(EXCERPTED PASSAGE)
At this stage, I’m still all about feeling strong and healthy. So I use the energy to lift.
Again, I won’t go into specifics since every body is different, but I use this week to dramatically increase the weight that I’m used to pushing. My daily routine, outside of this two-week process, is essentially a full body work out on low weights to burn fat, tone muscle and stay flexible.
This changes two weeks before a shoot though, when I use those same exercises (usually leg press, chest press, pull downs and repeat) but I push the weight up to the very limit that I can manage. Again, I don’t give myself a hernia, it’s a photo shoot, not a death-match, but I creep that weight up and up each set, until I’m just shy of my personal best.
I also double the number of sets from my usual daily five to a hardcore ten. This is the last chance I have to utilise the carbs I’m taking in and to get a pump on, before stripping in Week 2.
With this in mind, I usually hammer the legs harder than anything else as the week goes on. I’m naturally a slim guy with broad shoulders so if I train legs at the same rate as the muscle groups in the top half, I’ll start to look top heavy.
For me, bulking up the thighs, before stripping down the belly, gives the best bang for my buck.
Time to say goodbye, carbs… Pasta la vista, baby.
Here’s where things get a little more severe and where, I think, a little more controversial.

(ROWS)
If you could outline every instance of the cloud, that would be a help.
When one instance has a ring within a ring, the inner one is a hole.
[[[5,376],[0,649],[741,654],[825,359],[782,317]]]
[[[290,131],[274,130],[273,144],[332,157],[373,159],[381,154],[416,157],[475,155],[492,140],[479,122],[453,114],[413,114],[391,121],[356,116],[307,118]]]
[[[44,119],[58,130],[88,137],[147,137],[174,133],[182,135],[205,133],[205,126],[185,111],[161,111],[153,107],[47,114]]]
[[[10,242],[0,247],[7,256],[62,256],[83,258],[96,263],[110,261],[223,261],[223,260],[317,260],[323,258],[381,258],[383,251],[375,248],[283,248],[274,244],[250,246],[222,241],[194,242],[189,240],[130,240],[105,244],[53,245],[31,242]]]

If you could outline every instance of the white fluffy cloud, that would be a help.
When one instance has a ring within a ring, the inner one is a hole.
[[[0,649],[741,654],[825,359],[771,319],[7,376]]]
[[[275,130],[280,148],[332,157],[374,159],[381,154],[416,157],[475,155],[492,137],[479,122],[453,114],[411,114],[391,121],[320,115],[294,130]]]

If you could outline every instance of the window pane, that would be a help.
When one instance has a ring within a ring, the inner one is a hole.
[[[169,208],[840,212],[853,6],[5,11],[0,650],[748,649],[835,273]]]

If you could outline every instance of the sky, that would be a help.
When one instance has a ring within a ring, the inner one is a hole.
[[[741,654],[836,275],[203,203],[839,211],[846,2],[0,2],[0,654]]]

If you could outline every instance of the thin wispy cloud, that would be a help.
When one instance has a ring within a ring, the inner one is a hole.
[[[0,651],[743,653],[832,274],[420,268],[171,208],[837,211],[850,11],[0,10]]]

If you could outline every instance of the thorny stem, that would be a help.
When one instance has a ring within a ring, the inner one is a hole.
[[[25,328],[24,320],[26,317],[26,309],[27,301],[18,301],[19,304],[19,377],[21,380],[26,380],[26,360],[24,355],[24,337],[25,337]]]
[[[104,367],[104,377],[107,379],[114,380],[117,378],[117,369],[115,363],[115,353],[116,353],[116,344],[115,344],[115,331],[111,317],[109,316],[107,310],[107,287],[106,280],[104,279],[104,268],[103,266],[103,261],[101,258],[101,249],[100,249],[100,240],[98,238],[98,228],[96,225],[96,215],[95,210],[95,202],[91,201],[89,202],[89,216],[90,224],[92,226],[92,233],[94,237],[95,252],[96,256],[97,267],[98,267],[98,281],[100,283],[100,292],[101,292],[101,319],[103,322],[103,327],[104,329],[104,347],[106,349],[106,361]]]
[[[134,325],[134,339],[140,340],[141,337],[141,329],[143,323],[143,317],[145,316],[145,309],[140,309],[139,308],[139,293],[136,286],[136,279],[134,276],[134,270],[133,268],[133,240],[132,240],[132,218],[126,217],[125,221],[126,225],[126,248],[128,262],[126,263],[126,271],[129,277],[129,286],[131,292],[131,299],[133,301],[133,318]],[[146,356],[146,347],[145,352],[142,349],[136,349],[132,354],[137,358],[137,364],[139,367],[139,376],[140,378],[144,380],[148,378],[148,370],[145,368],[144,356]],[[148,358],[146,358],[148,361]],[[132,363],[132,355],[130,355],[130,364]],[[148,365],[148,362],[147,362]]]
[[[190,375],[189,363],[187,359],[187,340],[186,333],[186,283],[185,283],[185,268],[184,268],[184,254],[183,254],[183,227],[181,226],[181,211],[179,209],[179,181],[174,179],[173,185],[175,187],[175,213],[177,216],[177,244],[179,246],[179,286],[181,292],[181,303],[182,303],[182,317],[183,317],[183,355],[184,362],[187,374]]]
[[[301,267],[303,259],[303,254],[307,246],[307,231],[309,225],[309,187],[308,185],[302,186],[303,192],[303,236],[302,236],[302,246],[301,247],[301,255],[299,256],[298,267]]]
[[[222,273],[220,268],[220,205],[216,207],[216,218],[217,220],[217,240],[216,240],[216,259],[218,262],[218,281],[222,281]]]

(GOAL 1)
In the photo-shoot workout passage, which muscle group does the writer train hardest as the week goes on?
(GOAL 2)
Please write the next part of the photo-shoot workout passage, starting after its final sentence.

(WRITTEN ANSWER 1)
The legs.

(WRITTEN ANSWER 2)
By now, many amateur fitness models, bodybuilders or keyboard-keto-crusaders might be crying out for a high-fat diet, but I personally cannot advocate the reliance on any food source that has been drummed into our psyches as being so drastically unhealthy.
Even if studies have proven that there’s stone cold facts behind the high-fat-fad, and that our bodies do learn to become more efficient in processing energy sources during this diet, my concern is that any change so dramatic that it puts your body into a new state (ketosis), must be doing some form of harm, when activated over such a short window of time.
But that’s not to say I haven’t done it – and got results. My six pack, usually tucked behind a slim bicycle tire of fat just above my hips, seemed to be busting out of the skin by the end of a two week keto-diet. My “V” was a capital. In bold. Was this a result of high-fat/low-carb? Maybe. Combined with hard cardio, big weights and lots of sit ups. It’s hard to say what portion of that success came purely through keto principles.
What I can say though, is that I wasn’t well. Or at least I didn’t look it. Whilst my energy levels were actually pretty solid, it was my face that took the brunt of the damage when I tried keto. I looked older, paler, weaker. My cheeks were sunken inwards and the grey bags under my eyes turned black.
Perhaps I’m wrong, perhaps I was never ill as a result of increasing my intake of fats, but since my job was specifically to look good on camera, it no longer seemed worth the risk. I appreciate that body-builders also look good, but since their aims are different, and since they can cover facial blemishes with extreme tan, it’s not the case that what works for one, works for all. Commercial models need healthy looking eyes and skin.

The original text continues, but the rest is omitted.